▸ Given request A
Do the following statements agree with the forum thread about an access violation? For each, answer yes or no and quote the deciding words. (i) The poster updated to beta-05 and then got the error. (ii) The thread shows more than 2,000 views. (iii) The poster is listed as a New Contributor I.

***** Extract provided

Intel® oneAPI Data Parallel C++
Support for Intel® oneAPI DPC++ Compiler, Intel® oneAPI DPC++ Library, Intel ICX Compiler , Intel® DPC++ Compatibility Tool, and GDB*
561 Discussions

Access violation reading location 0x000001C29702D780

nnain1
New Contributor I
1,107 Views

I have  

Access violation reading location 0x000001C29702D780

   inside the follow part of the code, from using parallel_for_work_item.

cgh.parallel_for_work_group<class convl>(range<1>(N - (conv_kernel.get_count() - 1)), [=](group<1> g) {
            g.parallel_for_work_item([&](h_item<1> i) {
                // Cache the convolution kernel in local memory
                if (i.get_local_id(0) < conv_kernel_a.get_count())
                    a_conv_cache[i.get_local_id(0)] = conv_kernel_a[i.get_global_id()];
            });
            // An implicit barrier happens here
            g.parallel_for_work_item([&](h_item<1> i) {
                result_a[i.get_global_id()] = 0;
                // The convolution
                for (unsigned int j = 0; j < convL; ++j)
                    result_a[i.get_global_id()] += a_a[i.get_local_id(0) + j] * a_conv_cache;
            });

        });

The whole code is as follows. It was working before using beta-03. Now updated to beta-05 and this error comes out.

**********
***** Raw records

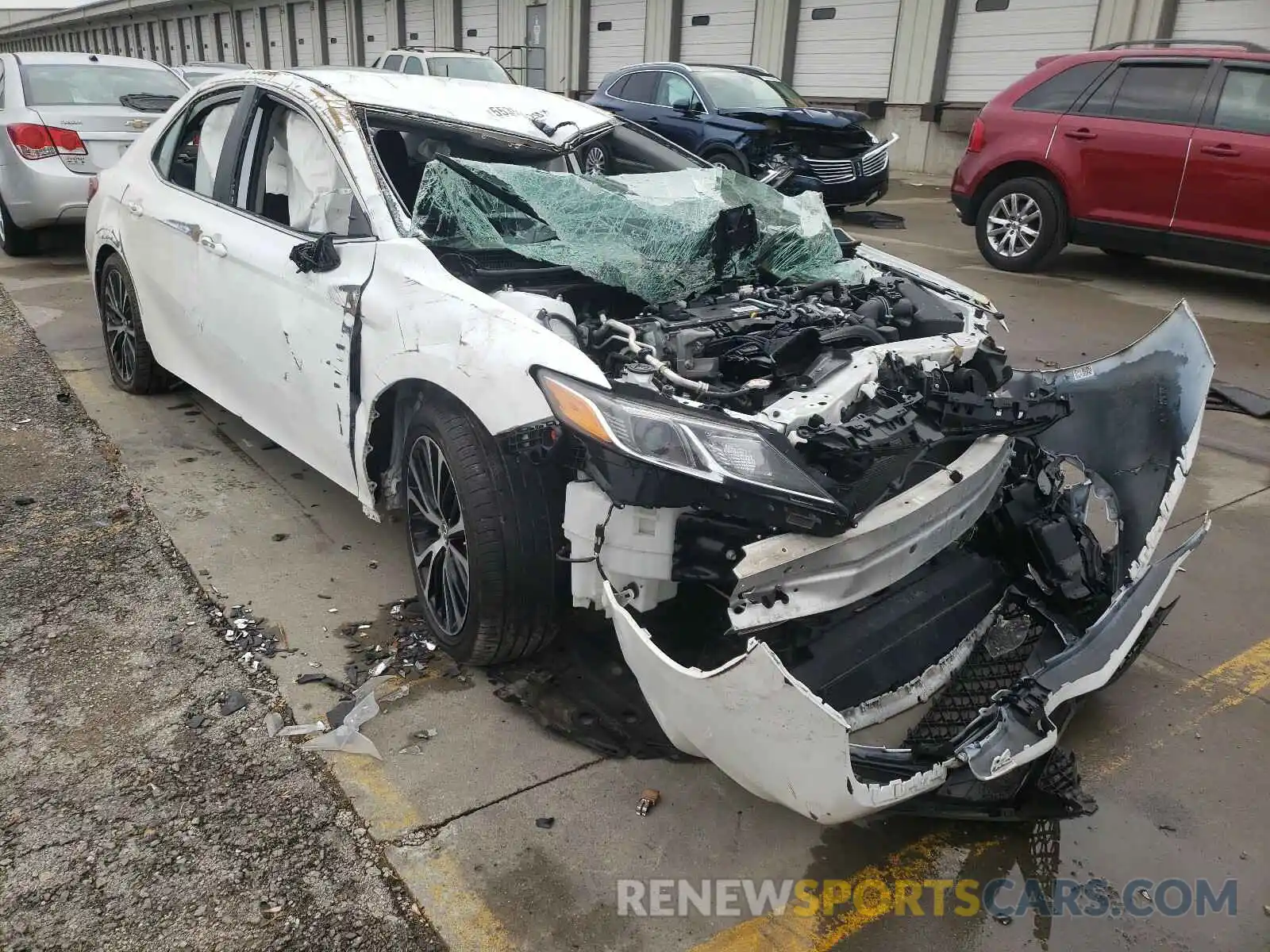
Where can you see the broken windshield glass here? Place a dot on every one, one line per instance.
(656, 235)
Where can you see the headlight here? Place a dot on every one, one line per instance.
(683, 441)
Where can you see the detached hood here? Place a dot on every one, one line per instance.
(656, 235)
(806, 116)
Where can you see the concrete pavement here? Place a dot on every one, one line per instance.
(1172, 750)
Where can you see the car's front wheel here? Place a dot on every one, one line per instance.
(1022, 226)
(17, 243)
(133, 367)
(483, 530)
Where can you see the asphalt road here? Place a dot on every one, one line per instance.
(1174, 752)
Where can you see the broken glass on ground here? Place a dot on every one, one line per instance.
(347, 738)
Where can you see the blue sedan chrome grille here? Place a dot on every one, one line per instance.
(835, 171)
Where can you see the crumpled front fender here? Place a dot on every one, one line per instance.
(780, 742)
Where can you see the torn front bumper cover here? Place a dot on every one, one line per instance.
(779, 740)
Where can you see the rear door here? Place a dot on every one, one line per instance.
(1123, 150)
(1226, 190)
(106, 105)
(679, 114)
(164, 209)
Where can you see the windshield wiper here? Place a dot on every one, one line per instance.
(148, 102)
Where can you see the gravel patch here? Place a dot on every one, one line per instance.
(143, 804)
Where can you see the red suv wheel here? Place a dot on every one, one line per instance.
(1022, 225)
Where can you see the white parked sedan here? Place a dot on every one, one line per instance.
(848, 552)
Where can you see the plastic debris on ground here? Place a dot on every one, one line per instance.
(347, 738)
(252, 638)
(397, 643)
(651, 234)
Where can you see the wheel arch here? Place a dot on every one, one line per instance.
(103, 255)
(1026, 169)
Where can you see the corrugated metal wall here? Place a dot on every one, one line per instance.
(905, 52)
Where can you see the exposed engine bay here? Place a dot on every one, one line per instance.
(851, 555)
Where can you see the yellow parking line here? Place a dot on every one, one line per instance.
(778, 932)
(1231, 682)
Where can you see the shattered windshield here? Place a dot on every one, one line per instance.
(662, 236)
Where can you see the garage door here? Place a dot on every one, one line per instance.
(304, 25)
(251, 42)
(337, 32)
(203, 42)
(717, 31)
(480, 25)
(171, 41)
(616, 37)
(996, 44)
(421, 23)
(225, 51)
(1223, 19)
(375, 29)
(273, 42)
(845, 50)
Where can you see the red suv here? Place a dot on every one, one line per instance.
(1162, 152)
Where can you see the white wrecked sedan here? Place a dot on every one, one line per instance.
(848, 554)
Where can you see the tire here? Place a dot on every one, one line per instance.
(727, 160)
(133, 367)
(511, 518)
(595, 159)
(1024, 205)
(16, 241)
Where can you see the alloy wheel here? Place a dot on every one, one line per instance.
(438, 539)
(121, 327)
(595, 162)
(1014, 225)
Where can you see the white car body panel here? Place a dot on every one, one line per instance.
(248, 346)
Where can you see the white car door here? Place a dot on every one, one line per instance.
(283, 340)
(164, 209)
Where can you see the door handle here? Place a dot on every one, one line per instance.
(216, 248)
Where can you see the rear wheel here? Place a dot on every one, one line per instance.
(483, 530)
(595, 160)
(1022, 225)
(133, 365)
(17, 243)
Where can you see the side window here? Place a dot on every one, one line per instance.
(1245, 103)
(676, 90)
(641, 86)
(296, 179)
(190, 152)
(1151, 93)
(1058, 93)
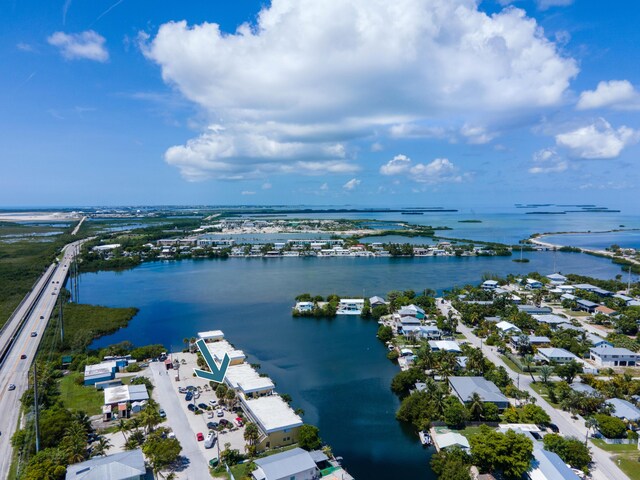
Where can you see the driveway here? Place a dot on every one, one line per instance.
(604, 467)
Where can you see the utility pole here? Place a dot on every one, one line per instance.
(35, 404)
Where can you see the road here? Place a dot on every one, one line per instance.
(177, 419)
(14, 370)
(604, 467)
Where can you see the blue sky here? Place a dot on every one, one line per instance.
(367, 102)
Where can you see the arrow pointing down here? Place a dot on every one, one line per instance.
(216, 374)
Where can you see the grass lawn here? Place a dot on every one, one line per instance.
(79, 397)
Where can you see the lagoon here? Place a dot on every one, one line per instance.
(335, 370)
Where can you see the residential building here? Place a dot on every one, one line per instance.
(294, 464)
(556, 355)
(614, 357)
(624, 410)
(276, 420)
(547, 465)
(465, 387)
(128, 465)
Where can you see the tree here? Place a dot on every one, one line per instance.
(509, 453)
(570, 450)
(385, 333)
(455, 413)
(451, 464)
(476, 406)
(611, 427)
(568, 371)
(309, 437)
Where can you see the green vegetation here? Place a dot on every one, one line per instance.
(76, 397)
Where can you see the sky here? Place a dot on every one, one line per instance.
(332, 102)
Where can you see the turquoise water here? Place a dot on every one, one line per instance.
(336, 370)
(598, 241)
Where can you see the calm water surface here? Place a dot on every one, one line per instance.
(336, 370)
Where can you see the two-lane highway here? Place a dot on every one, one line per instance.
(21, 338)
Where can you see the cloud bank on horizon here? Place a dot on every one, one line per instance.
(296, 91)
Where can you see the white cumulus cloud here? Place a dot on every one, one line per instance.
(547, 160)
(615, 93)
(87, 45)
(300, 78)
(351, 184)
(440, 170)
(598, 140)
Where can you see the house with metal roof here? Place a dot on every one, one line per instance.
(624, 410)
(127, 465)
(547, 465)
(614, 357)
(294, 464)
(465, 387)
(556, 355)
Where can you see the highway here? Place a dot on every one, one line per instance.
(603, 467)
(35, 310)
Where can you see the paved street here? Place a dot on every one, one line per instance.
(605, 468)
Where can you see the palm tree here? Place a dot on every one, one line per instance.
(476, 406)
(100, 448)
(123, 427)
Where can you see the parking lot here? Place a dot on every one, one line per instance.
(203, 395)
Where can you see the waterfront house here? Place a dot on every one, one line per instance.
(624, 410)
(294, 464)
(442, 441)
(555, 355)
(412, 311)
(444, 346)
(376, 301)
(614, 357)
(597, 341)
(533, 310)
(128, 465)
(533, 284)
(465, 387)
(489, 285)
(277, 422)
(557, 279)
(547, 465)
(507, 328)
(583, 388)
(211, 335)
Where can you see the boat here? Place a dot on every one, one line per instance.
(425, 438)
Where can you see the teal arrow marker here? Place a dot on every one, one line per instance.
(216, 374)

**********

▸ Given request B
From the rows, give as a numbered list the lines from the one containing "Where can you see the gravel" through the one containing "(1162, 152)", with blank lines left out.

▸ Full solution A
(i) Yes: "Now updated to beta-05 and this error comes out."
(ii) No: "1,107 Views"
(iii) Yes: "New Contributor I"

▸ Full solution B
1. Where can you see the gravel patch here? Place a dot on every one, one line per instance.
2. (143, 804)
3. Where can you see the red suv wheel here? Place a dot on every one, one line per instance.
4. (1022, 225)
5. Where can you see the white parked sedan here? Place a dot on every one, one line per instance.
6. (848, 552)
7. Where can you see the plastic debris on ground here? Place a dot on every one, one line per instance.
8. (347, 738)
9. (252, 638)
10. (397, 643)
11. (651, 234)
12. Where can you see the wheel arch here? Place a dot on every one, one line per instance.
13. (103, 255)
14. (1026, 169)
15. Where can you see the corrugated metal wall here? Place a dot on every one, one line per instance.
16. (905, 52)
17. Where can you see the exposed engine bay here? Place a dot on every one, one line per instance.
18. (851, 555)
19. Where can you see the yellow parking line here? Place a dot on every one, one line per instance.
20. (778, 932)
21. (1231, 682)
22. Where can you see the shattered windshield here? Place a dot on every one, one line per instance.
23. (662, 236)
24. Where can you see the garage door here? Place a dot on every one, one line per instance.
25. (304, 25)
26. (251, 42)
27. (337, 32)
28. (203, 42)
29. (717, 31)
30. (480, 25)
31. (171, 41)
32. (616, 37)
33. (996, 44)
34. (421, 23)
35. (225, 51)
36. (1223, 19)
37. (375, 29)
38. (273, 42)
39. (845, 50)
40. Where can you see the red suv here? Place a dot on every one, one line per instance.
41. (1162, 152)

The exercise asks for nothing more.